Page text:
PEPFAR draws upon the capabilities of faith-and community-based organizations to contribute to an effective, multi-sectoral response to the HIV/AIDS pandemic. These organizations are uniquely positioned to promote HIV/AIDS stigma reduction and prevention messages, as well as to provide counseling and testing, home care, clinical services, and antiretroviral treatment. These attributes make their partnership a valuable asset in the fight against HIV/AIDS.
The United States supports one of the most diverse prevention portfolios of any international partner. In addition to the balanced, evidenced-based ABC (Abstain, Be faithful, and the correct and consistent use of Condoms) approach, the U.S. supports programs that address mother-to-child transmission, blood safety and safe medical injections, male circumcision, injecting drug users, HIV-discordant couples, alcohol abuse, and other key issues, including gender-specific programs.
The United States leads the world in its support of the Global Fund to Fight AIDS, Tuberculosis, and Malaria. President Bush made the Fund's founding contribution, and the United States has pledged approximately $3 billion and contributed approximately $2.5 billion to date far more than any other nation.
As a result of the Presidents leadership, G-8 leaders in June demonstrated their commitment to work with Africa and set a goal of supporting treatment for five million HIV/AIDS-infected individuals, preventing 24 million new infections, and caring for 24 million people, including 10 million orphans and vulnerable children.
The Administration Is Working To End Discrimination Against People Living With HIV/AIDS
This winter, the Department of Homeland Security will publish a final rule establishing a categorical waiver for HIV-positive people seeking to enter the United States on short-term visas. Because the President considers the participation of people living with HIV/AIDS a critical element in the global HIV/AIDS response, he directed the Secretary of State to request and the Secretary of Homeland Security to initiate a rulemaking to propose this waiver on World AIDS Day 2006. A 1993 law prohibits HIV-positive people from receiving visas to visit the United States without a waiver. A categorical waiver will enable HIV-positive people to enter the United States for short visits through a streamlined process.

[Collection entries]

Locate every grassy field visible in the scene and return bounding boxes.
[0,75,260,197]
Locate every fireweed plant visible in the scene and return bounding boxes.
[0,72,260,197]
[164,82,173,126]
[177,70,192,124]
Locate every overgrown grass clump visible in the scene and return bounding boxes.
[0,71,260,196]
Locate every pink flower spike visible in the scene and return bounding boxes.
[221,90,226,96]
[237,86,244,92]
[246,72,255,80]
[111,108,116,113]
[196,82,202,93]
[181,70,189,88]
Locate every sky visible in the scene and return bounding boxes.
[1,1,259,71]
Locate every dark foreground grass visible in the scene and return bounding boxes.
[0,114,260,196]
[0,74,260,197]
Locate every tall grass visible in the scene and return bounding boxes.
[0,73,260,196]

Task item A:
According to the HIV/AIDS policy text, how much has the United States pledged to the Global Fund to Fight AIDS, Tuberculosis, and Malaria?
Task item B:
Resume the HIV/AIDS policy text from the point where it stops.

Answer box A:
Approximately $3 billion.

Answer box B:
The Administration Is Dedicated To Helping The More Than One Million Americans Living With HIV/AIDS Here At Home
The Administration is working to compassionately address the needs of people living with HIV/AIDS and to prevent new HIV infections within the United States. Each year, about half of new transmissions are spread by individuals unaware they are infecting others. The number of AIDS cases is especially high in the African-American, Hispanic, and gay communities, as well as among injecting drug users and prisoners.
The Administration is successfully implementing the Ryan White Care Act, which helps ensure that AIDS patients can receive treatment, including lifesaving drugs. After reauthorization of the Ryan White Care Act last year, the Department of Health and Human Services (HHS) is already seeing a better focus of Federal resources on life-extending care and improved targeting of resources to address the greatest needs.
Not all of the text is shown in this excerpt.